What to do:
Across the entries below, determine how many lines include the word "sofa". State only the resulting number.

[[ The data open ]]

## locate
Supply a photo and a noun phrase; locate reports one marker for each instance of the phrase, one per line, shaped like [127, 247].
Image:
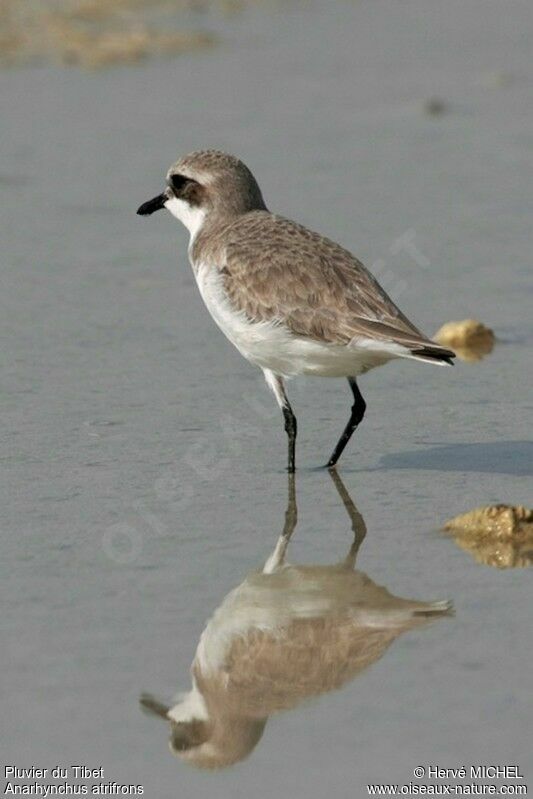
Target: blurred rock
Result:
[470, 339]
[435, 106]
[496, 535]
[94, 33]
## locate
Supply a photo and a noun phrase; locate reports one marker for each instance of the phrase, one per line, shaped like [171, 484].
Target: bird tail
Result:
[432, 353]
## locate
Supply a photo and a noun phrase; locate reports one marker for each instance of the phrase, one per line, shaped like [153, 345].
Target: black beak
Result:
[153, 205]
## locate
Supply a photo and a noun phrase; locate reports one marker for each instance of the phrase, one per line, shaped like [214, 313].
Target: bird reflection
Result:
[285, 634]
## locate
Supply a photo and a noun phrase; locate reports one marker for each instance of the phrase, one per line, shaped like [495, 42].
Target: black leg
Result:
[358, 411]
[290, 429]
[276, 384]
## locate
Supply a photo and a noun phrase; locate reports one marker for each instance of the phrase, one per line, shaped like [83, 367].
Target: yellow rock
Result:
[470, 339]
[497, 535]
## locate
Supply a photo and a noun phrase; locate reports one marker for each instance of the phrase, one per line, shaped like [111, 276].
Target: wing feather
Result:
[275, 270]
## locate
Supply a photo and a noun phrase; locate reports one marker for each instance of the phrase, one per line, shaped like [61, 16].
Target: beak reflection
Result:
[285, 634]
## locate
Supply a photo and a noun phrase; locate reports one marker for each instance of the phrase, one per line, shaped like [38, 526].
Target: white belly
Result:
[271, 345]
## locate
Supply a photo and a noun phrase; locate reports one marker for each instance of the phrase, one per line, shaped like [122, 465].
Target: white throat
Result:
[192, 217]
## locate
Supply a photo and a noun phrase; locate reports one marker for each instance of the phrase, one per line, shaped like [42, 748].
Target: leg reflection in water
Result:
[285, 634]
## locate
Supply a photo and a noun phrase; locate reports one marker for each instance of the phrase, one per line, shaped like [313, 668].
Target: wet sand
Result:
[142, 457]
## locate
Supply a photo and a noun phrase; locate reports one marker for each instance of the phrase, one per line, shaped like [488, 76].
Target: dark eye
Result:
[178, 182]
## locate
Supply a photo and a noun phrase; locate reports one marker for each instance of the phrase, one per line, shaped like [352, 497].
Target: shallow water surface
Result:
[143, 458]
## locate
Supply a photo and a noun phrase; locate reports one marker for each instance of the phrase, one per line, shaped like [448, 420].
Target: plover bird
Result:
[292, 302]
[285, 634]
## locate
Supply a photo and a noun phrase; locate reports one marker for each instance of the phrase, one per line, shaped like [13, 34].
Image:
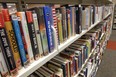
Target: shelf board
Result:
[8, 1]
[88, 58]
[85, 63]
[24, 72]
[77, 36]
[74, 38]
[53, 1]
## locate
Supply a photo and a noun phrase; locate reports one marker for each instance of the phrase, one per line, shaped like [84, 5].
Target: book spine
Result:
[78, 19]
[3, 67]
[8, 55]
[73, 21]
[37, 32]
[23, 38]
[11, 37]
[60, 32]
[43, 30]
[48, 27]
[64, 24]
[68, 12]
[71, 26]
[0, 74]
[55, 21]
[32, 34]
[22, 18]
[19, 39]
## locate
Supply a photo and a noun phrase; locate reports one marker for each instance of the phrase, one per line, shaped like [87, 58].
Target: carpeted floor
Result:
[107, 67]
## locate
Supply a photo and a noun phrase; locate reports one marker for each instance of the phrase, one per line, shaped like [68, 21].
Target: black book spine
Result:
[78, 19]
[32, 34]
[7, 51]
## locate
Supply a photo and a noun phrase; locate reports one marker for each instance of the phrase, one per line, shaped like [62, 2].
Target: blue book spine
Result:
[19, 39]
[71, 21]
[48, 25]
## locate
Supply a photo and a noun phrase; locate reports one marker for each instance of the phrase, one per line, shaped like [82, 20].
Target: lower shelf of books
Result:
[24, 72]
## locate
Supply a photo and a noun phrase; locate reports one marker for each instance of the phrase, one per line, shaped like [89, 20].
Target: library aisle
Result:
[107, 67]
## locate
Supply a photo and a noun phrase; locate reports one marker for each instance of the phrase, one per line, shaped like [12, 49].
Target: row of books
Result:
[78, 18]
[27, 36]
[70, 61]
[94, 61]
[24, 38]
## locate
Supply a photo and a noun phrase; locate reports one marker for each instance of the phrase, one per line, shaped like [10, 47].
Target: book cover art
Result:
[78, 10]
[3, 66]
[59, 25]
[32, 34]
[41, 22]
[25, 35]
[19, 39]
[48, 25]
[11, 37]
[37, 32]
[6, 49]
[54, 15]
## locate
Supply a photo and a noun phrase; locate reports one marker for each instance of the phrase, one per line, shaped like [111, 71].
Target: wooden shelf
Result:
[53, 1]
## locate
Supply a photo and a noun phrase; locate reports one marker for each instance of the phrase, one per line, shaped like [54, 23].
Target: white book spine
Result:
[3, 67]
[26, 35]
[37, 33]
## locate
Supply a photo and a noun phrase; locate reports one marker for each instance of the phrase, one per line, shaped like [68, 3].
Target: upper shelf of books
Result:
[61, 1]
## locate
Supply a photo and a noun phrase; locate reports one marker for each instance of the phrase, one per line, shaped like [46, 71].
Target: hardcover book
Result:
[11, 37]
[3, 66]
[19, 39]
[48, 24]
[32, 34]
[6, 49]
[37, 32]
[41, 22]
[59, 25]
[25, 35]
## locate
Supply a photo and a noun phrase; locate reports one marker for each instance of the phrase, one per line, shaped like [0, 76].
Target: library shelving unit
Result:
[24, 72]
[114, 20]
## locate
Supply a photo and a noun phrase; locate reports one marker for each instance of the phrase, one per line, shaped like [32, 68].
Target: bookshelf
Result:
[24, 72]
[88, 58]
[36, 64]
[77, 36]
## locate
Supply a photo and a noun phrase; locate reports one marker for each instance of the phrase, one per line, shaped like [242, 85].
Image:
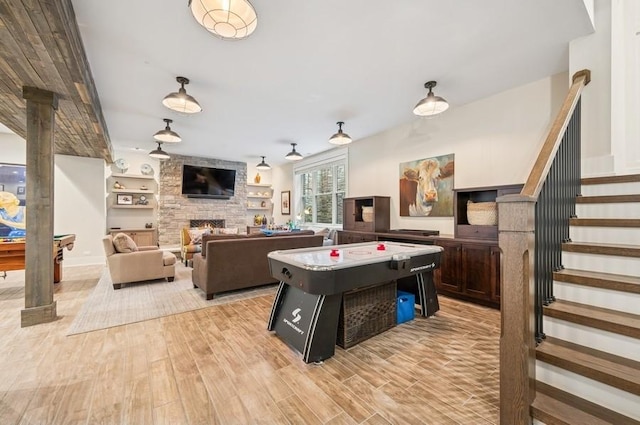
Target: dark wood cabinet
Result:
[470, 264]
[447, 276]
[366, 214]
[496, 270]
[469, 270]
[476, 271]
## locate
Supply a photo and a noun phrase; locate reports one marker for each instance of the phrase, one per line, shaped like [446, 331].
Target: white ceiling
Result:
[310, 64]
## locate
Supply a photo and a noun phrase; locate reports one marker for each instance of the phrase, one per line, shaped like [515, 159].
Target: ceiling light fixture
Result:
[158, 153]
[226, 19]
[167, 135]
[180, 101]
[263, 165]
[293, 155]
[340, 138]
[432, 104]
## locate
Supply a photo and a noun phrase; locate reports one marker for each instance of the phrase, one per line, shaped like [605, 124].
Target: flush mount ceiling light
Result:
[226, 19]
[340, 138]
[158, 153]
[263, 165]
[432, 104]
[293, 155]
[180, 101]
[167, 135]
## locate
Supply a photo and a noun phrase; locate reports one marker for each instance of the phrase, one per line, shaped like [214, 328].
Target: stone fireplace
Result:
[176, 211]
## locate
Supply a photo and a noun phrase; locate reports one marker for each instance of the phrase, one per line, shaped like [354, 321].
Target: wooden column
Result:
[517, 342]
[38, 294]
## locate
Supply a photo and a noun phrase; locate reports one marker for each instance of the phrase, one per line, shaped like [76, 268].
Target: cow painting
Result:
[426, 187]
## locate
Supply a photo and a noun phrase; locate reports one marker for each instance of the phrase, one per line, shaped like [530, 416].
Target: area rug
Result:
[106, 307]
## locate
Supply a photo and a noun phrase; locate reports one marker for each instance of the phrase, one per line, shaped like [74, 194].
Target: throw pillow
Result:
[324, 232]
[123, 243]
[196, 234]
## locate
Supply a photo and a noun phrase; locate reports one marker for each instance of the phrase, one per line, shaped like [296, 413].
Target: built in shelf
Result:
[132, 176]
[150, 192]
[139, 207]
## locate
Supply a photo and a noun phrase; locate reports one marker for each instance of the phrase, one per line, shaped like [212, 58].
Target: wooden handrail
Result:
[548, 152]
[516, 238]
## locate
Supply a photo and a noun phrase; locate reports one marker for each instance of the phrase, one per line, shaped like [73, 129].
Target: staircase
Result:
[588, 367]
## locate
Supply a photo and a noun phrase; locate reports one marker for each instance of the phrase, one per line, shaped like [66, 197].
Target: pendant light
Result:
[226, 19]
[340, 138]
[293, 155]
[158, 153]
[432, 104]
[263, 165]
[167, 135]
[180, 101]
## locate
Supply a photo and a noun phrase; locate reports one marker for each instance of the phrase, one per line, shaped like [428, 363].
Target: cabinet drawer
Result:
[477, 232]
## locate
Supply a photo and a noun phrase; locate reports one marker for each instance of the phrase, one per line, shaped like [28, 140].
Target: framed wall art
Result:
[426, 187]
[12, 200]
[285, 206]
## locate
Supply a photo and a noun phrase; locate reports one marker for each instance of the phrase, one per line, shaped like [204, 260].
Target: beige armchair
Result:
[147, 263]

[[ The data closed ]]
[[ The data open ]]

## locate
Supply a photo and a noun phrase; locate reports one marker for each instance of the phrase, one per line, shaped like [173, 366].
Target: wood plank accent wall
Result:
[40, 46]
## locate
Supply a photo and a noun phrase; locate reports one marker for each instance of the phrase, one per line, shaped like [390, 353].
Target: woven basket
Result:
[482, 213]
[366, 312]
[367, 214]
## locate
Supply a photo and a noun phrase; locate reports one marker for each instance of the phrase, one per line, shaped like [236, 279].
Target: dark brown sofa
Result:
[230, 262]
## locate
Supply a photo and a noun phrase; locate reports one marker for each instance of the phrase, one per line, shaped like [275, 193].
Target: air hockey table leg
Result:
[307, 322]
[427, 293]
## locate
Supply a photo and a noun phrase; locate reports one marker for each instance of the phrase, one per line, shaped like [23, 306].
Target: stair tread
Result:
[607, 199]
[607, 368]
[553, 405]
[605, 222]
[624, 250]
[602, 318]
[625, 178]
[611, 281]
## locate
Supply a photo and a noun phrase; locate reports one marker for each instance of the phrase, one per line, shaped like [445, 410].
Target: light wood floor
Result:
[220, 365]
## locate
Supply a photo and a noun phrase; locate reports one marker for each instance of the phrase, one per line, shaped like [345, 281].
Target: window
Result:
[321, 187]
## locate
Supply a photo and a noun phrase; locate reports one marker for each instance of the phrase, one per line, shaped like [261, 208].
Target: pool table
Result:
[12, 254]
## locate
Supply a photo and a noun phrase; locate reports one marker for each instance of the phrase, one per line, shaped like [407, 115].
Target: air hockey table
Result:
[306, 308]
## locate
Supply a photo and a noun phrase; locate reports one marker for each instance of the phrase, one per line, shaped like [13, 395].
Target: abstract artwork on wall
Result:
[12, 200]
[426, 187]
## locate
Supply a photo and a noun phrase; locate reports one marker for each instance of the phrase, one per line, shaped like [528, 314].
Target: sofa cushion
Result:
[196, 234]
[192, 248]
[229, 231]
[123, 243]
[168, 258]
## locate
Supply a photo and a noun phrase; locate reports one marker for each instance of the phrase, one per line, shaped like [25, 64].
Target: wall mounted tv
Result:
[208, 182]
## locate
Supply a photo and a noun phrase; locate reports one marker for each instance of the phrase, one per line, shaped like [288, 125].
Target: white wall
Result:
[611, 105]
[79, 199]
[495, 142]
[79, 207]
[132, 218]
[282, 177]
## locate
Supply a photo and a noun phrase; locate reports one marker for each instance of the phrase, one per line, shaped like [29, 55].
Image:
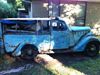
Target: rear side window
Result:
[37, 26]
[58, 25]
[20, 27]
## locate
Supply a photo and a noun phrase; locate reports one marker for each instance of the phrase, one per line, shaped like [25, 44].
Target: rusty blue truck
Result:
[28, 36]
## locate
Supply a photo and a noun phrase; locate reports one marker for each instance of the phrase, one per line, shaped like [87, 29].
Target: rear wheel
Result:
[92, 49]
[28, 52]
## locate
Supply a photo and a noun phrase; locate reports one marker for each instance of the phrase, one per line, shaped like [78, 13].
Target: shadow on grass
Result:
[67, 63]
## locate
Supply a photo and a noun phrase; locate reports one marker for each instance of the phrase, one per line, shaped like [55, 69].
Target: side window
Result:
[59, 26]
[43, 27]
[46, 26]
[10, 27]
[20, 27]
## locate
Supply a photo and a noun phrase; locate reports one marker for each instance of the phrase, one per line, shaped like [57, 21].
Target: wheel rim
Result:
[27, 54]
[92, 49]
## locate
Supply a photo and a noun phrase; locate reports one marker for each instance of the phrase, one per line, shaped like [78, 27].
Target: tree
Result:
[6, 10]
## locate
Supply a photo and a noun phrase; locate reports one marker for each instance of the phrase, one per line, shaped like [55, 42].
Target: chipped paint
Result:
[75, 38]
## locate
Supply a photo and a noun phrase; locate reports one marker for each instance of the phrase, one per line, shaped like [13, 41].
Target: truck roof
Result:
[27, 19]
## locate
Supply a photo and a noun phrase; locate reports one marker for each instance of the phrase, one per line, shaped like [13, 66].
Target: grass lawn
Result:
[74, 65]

[[ The data closed ]]

Result of the exercise:
2